◆ **SET TASK**
Copy everything from the start of the listing down to the line containing "inside: enclosed by", replacing "shadow" with "silhouette" and leaving everything else unchanged.

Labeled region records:
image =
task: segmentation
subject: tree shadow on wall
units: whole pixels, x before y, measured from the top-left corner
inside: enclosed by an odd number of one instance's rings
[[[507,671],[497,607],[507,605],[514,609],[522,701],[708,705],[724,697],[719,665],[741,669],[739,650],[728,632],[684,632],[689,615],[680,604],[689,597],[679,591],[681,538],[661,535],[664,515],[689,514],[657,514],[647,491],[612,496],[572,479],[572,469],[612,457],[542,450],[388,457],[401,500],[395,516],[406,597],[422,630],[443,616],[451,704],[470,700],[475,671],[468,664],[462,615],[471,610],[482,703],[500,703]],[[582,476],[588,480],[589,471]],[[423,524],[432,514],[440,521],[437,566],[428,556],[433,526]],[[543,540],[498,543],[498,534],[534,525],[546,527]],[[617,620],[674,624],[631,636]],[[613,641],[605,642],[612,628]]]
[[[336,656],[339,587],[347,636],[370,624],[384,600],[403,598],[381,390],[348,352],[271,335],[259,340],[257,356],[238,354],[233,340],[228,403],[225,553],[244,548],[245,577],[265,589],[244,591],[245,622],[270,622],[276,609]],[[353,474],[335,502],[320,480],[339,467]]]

◆ **RESPONSE TO THIS EXERCISE**
image =
task: segmentation
subject: tree silhouette on wall
units: whole pixels, x before y, measured from the top-left corner
inside: enclosed by an odd number of one instance's rings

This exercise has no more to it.